-- Begin Records for the task --

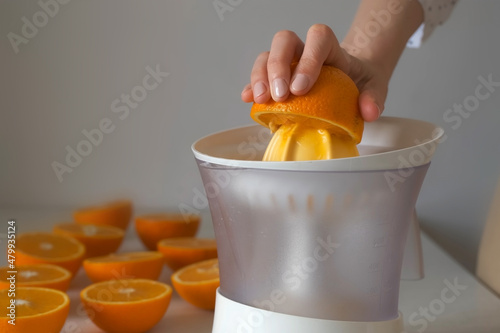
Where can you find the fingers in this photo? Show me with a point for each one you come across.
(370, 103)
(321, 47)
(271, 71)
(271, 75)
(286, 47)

-- End Records for the task --

Print every line of the material above word for word, leaving out the pictures.

Where can you find the fingers in this photo? Show me with a point for each one you come across.
(370, 103)
(321, 47)
(271, 71)
(271, 75)
(286, 47)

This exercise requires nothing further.